Exercise directions: Leave out the pictures and retype exactly the lines from the one with "Can you find the spice" through the end of the records.

Given data Start Marker

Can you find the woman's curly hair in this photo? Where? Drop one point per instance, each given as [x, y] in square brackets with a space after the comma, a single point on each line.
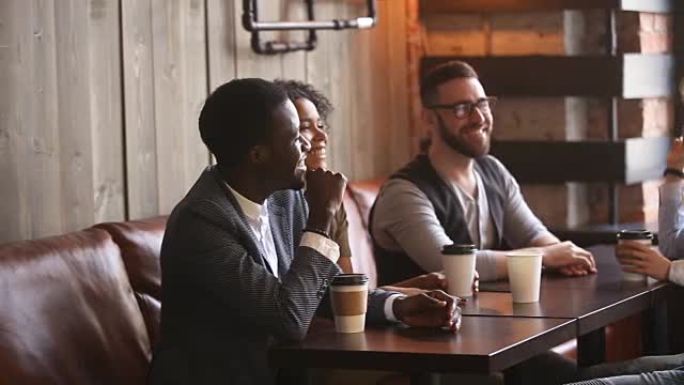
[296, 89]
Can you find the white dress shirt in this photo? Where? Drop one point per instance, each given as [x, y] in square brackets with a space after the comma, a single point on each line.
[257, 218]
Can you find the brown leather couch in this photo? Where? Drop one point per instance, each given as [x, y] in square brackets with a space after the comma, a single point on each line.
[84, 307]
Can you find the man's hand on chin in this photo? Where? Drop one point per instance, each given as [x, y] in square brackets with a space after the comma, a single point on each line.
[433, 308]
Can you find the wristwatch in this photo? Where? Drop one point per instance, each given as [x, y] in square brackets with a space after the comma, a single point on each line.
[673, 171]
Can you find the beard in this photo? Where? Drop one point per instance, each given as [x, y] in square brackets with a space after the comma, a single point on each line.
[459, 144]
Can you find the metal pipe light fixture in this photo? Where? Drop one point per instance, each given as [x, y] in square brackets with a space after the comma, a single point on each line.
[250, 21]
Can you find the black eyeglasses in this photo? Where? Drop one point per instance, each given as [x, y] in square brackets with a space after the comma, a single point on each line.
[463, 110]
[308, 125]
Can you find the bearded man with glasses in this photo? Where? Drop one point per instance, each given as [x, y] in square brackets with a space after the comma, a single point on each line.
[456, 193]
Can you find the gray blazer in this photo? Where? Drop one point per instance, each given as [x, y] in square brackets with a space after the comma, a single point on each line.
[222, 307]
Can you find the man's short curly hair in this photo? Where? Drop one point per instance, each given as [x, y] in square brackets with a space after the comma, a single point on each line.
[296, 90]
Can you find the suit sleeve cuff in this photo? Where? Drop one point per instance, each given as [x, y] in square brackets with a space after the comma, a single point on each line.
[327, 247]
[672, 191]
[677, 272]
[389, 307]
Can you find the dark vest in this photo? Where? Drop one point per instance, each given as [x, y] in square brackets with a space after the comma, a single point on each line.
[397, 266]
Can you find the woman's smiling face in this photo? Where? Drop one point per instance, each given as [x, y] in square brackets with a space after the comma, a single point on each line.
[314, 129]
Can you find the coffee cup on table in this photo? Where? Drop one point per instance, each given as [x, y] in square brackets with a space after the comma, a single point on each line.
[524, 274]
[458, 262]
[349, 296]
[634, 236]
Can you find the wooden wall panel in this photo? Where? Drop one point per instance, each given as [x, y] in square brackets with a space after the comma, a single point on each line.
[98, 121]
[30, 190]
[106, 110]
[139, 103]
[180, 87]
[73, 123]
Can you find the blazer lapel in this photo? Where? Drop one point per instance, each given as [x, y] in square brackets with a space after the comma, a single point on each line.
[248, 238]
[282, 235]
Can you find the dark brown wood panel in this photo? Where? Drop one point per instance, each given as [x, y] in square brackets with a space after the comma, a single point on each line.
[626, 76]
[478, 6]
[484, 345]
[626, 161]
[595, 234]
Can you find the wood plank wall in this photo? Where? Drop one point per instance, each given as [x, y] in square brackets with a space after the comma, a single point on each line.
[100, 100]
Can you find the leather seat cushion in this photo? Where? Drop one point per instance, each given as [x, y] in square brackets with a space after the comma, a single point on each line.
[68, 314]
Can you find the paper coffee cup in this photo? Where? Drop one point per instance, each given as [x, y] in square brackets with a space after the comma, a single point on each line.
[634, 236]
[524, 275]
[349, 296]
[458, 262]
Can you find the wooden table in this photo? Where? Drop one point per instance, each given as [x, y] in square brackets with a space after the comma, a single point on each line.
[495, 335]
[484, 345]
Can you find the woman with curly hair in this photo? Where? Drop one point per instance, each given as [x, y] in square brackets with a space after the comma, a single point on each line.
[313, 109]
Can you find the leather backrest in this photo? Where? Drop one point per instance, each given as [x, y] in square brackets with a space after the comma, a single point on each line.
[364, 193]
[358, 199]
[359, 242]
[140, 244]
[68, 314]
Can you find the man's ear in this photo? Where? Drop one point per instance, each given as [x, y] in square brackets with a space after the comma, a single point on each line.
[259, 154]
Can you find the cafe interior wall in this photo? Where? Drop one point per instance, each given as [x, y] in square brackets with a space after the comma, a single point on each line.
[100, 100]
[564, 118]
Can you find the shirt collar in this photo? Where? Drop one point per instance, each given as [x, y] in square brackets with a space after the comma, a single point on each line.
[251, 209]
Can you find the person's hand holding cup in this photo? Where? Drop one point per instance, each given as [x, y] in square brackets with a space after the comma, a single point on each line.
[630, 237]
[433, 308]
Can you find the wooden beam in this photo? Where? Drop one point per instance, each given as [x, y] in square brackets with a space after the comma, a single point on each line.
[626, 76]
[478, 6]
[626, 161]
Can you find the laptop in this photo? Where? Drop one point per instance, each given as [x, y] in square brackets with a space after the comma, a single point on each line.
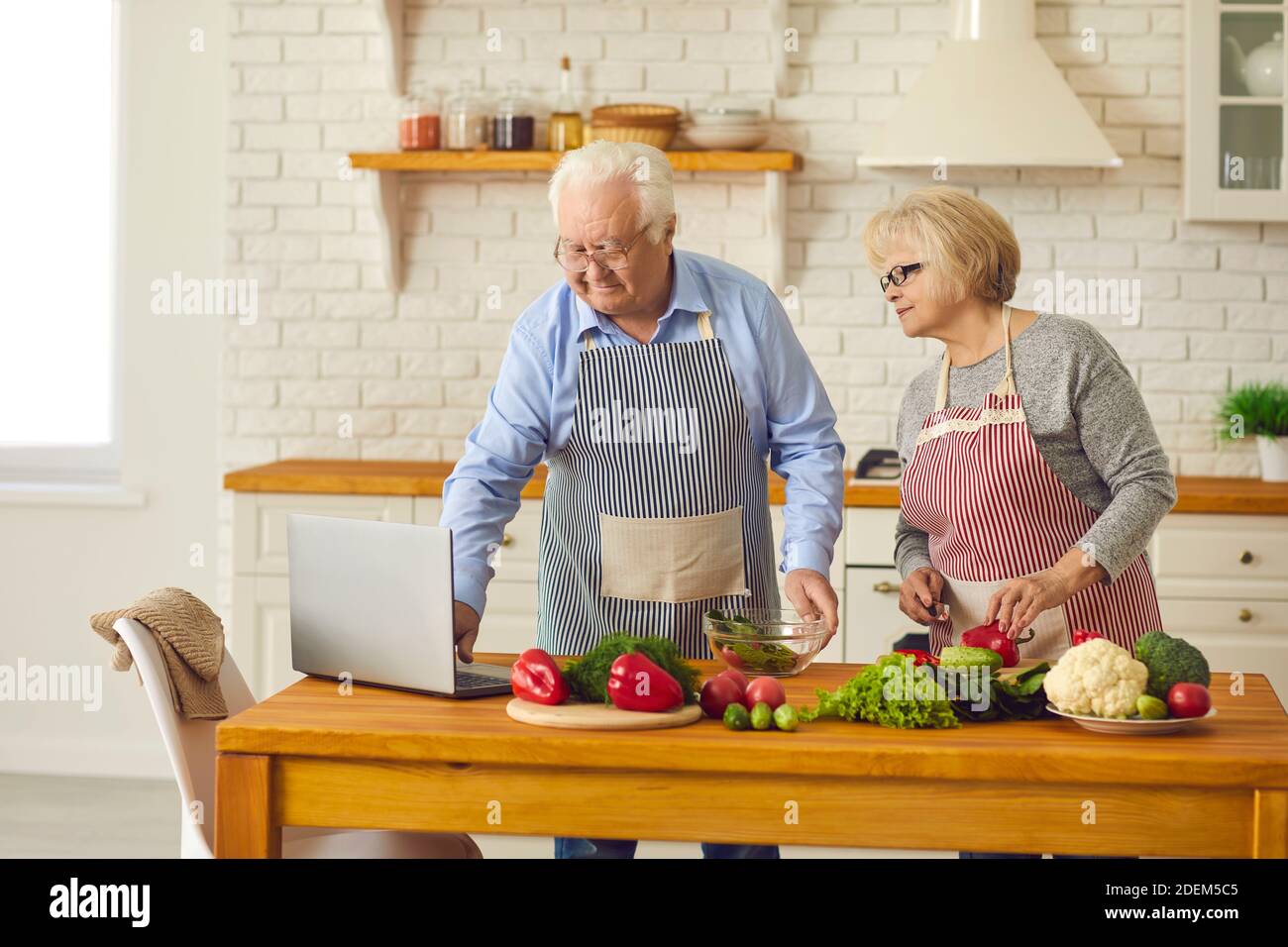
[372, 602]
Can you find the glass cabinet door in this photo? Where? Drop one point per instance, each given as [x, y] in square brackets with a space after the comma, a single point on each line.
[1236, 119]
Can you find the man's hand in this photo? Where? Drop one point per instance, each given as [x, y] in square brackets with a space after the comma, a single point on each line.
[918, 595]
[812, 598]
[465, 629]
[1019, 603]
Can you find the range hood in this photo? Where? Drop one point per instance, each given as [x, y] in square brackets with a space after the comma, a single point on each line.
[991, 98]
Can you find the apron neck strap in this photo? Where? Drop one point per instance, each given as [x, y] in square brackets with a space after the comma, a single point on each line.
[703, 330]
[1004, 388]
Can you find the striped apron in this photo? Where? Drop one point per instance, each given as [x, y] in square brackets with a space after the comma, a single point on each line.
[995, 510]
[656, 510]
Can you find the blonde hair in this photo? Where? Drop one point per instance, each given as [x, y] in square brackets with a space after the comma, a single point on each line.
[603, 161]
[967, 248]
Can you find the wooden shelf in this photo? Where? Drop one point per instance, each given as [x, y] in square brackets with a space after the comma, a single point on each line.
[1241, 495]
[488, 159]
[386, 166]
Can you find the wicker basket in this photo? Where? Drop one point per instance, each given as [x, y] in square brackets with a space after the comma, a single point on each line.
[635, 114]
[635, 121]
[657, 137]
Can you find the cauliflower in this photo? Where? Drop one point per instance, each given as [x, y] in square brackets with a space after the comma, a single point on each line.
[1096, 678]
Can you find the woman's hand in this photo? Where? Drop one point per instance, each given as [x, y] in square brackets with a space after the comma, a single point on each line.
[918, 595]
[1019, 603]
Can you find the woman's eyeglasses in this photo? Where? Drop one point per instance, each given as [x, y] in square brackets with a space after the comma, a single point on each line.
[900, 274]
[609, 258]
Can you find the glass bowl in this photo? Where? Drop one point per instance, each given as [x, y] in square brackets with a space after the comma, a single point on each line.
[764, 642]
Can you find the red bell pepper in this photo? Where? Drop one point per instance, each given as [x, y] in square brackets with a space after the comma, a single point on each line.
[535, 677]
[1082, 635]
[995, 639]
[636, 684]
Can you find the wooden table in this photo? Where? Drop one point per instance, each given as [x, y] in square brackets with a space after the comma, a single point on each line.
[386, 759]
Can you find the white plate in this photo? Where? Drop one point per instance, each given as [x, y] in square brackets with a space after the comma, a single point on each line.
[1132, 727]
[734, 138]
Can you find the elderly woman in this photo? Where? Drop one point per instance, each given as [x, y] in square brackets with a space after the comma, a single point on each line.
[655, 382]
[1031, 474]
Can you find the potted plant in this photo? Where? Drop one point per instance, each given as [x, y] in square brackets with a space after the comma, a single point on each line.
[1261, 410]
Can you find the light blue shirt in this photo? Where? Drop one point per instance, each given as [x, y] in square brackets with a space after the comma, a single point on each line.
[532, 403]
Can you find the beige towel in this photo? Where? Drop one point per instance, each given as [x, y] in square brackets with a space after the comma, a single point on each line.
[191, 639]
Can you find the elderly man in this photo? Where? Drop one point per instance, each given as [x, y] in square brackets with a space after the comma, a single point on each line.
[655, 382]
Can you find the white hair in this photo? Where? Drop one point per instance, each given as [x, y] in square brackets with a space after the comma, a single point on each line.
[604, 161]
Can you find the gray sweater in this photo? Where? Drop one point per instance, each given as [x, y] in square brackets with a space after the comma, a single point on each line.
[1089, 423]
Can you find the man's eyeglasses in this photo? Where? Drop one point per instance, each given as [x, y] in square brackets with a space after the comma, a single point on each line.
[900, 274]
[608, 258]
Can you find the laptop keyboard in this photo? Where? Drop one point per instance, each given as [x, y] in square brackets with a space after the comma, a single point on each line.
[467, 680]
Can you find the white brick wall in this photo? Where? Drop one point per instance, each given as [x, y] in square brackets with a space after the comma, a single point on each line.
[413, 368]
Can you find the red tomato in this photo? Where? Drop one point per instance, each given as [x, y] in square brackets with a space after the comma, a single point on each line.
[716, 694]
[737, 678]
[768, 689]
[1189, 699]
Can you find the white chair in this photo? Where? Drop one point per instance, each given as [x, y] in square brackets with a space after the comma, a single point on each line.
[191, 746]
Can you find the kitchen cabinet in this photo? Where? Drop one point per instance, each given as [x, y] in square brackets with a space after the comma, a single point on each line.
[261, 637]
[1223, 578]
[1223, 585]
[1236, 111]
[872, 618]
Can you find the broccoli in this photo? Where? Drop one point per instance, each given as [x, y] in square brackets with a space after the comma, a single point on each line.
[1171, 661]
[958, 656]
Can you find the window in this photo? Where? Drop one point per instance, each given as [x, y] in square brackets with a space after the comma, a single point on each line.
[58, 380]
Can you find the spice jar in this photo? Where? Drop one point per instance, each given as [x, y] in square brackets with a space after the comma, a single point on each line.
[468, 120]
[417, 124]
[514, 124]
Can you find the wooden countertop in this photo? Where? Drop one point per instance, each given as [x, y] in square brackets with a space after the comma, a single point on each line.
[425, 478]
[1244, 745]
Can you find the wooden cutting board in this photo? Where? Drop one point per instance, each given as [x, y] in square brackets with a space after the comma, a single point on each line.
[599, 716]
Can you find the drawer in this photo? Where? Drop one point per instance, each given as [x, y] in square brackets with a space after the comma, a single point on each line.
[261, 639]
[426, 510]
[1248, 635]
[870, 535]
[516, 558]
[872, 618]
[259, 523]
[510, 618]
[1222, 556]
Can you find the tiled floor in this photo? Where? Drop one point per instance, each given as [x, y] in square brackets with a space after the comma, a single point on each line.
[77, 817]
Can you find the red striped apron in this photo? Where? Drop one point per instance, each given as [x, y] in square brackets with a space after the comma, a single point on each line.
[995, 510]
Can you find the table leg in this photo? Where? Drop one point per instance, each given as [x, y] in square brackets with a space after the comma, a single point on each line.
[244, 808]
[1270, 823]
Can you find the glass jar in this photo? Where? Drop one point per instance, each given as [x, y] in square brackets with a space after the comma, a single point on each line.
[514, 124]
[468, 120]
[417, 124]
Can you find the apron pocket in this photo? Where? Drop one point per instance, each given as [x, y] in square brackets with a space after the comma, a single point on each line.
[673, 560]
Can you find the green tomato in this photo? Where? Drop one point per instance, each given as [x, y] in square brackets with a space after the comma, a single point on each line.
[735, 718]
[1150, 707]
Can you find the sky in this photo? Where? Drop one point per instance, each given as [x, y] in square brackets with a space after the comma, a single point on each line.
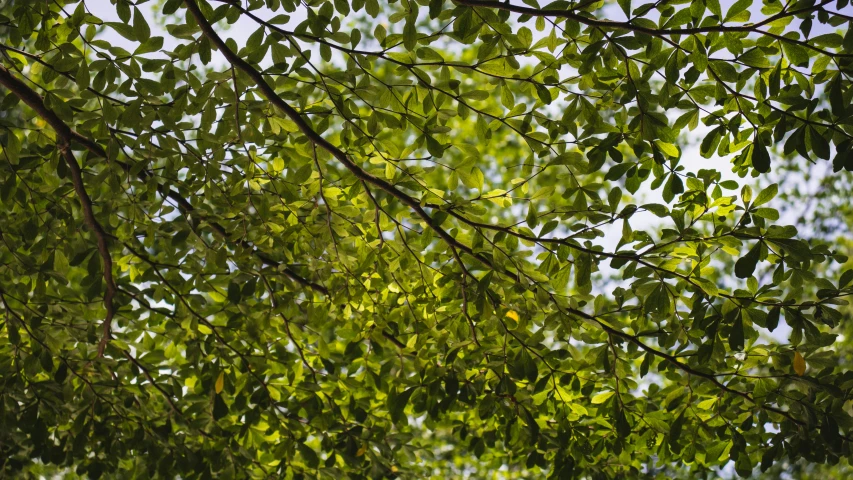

Given data End Marker

Solution to this task:
Can you find the spice jar in this photo? Where? Drop one point per instance, each given as [x, y] in square brackets with a space after the comma, a single point on each line.
[468, 120]
[417, 124]
[514, 124]
Can you find the wooden countertop in this photo? Where? Drop one point per instance, each given as [x, y] in square brackets with a space after the comma, a single point on each line.
[425, 478]
[1244, 745]
Can you find the wooden cutting board in this photo? Where? Drop one point per instance, each given as [x, y] in square brackets with a space after the comma, a single point on each line.
[599, 716]
Can you find the drawer in this photo? Where? Drop one point per instance, each given as [x, y] in square brackets with a space after the comma, a single point on each line.
[261, 639]
[426, 510]
[1248, 635]
[870, 535]
[516, 558]
[872, 618]
[259, 523]
[510, 618]
[1222, 556]
Can you find the tiled floor in this photo? Where? Drop one point per instance, each given as [x, y] in square brackets with a space after the comma, a single point on each line.
[77, 817]
Can you find the red striped apron in this photo? Where? Drop one point per instance, each given as [x, y] in square brackets with a space after the comma, a single point on each line.
[995, 510]
Can you find the table leg in this photo? Where? Drop one point per instance, each given as [x, y] in square brackets with a space after the comma, a single point on each line.
[244, 808]
[1270, 823]
Can you find the glass jar in this photo? Where? Drop one point per instance, each given as [x, y] in square brackets with a space after the comma, a single point on each line.
[514, 124]
[468, 120]
[417, 124]
Can you find the apron pocket in this photo? Where? Drop one point per instance, each given as [x, y] in square brackets with a space after the comma, a single point on each line.
[673, 560]
Can you find the green tomato in this photo? Where? Drop one point per instance, each given as [x, y] in square brackets with a space after the comma, a single point on each line.
[735, 718]
[1150, 707]
Can you find the sky in this photo? Where? Drop one point per instance, each given as [x, y] in square brackets with a space after the comma, a single point on each line.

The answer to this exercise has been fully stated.